+++ PROVIDED DATA

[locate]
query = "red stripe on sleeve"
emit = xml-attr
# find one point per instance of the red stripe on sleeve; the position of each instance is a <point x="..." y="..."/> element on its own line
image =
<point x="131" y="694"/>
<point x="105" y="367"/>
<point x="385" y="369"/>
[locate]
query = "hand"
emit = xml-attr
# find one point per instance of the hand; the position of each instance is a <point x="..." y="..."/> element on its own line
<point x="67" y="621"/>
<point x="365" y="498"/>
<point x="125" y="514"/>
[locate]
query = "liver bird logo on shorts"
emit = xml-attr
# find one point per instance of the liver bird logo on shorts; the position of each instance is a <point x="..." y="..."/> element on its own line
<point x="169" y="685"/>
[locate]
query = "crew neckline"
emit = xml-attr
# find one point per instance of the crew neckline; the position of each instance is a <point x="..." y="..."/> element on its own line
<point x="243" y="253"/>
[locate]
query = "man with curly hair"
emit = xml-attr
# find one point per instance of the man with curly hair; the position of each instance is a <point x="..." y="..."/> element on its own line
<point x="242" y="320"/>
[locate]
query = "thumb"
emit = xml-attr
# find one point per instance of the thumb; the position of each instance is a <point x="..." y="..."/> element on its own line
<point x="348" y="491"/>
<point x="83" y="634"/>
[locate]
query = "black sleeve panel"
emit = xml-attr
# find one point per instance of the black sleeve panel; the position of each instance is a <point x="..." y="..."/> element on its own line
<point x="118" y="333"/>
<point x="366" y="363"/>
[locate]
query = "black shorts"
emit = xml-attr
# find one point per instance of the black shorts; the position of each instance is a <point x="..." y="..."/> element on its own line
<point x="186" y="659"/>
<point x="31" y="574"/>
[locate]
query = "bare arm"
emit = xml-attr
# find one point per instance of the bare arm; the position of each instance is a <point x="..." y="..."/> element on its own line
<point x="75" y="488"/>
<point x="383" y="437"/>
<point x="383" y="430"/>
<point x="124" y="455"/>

++++++

_GIVEN EXERCISE_: Write out all the records above again, exactly as they stand.

_REPLY_:
[locate]
query = "red stripe on sleeve"
emit = xml-attr
# find one point per instance of the red stripe on sleeve; the position of each instance is a <point x="..." y="..."/> element on its own line
image =
<point x="131" y="694"/>
<point x="105" y="367"/>
<point x="385" y="369"/>
[locate]
query = "hand"
emit = xml-attr
# find one point per instance of the hand; the position of each instance is a <point x="..." y="..."/> element on its own line
<point x="67" y="621"/>
<point x="365" y="498"/>
<point x="125" y="514"/>
[locate]
query = "liver bird logo on shorts"
emit = xml-attr
# find one point per instance of the liver bird logo on shorts; the position of each instance is a <point x="..." y="..."/> element on its own line
<point x="169" y="685"/>
[locate]
query = "crew neckline"
emit = xml-attr
# find one point per instance of the crew neckline; the position of each instance is a <point x="..." y="..."/> element on its own line
<point x="243" y="253"/>
[locate]
query = "man with curly hair"
emit = xml-attr
# find one point per instance of the man with curly hair; the position of each instance is a <point x="..." y="..."/> element on its own line
<point x="242" y="320"/>
[locate]
query = "thumb"
emit = xml-attr
# find one point per instance of the thumb; the position of each instance is a <point x="..." y="..."/> element on its own line
<point x="348" y="491"/>
<point x="83" y="634"/>
[locate]
query = "black sleeve panel"
emit = xml-attr
# find one point per instance of the black sleeve panel; the position of each instance is a <point x="..." y="..."/> element on its own line
<point x="118" y="333"/>
<point x="366" y="363"/>
[locate]
query = "black shorts"
emit = xml-attr
# find one point per instance of the black shorts; the position of each instance is a <point x="..." y="..."/> element on its own line
<point x="186" y="659"/>
<point x="31" y="574"/>
[locate]
query = "bare arm"
emit = xml-attr
# find one point per instance of the bare arm; the position of each instance is a <point x="..." y="..."/> element on its own line
<point x="75" y="488"/>
<point x="383" y="437"/>
<point x="383" y="430"/>
<point x="124" y="455"/>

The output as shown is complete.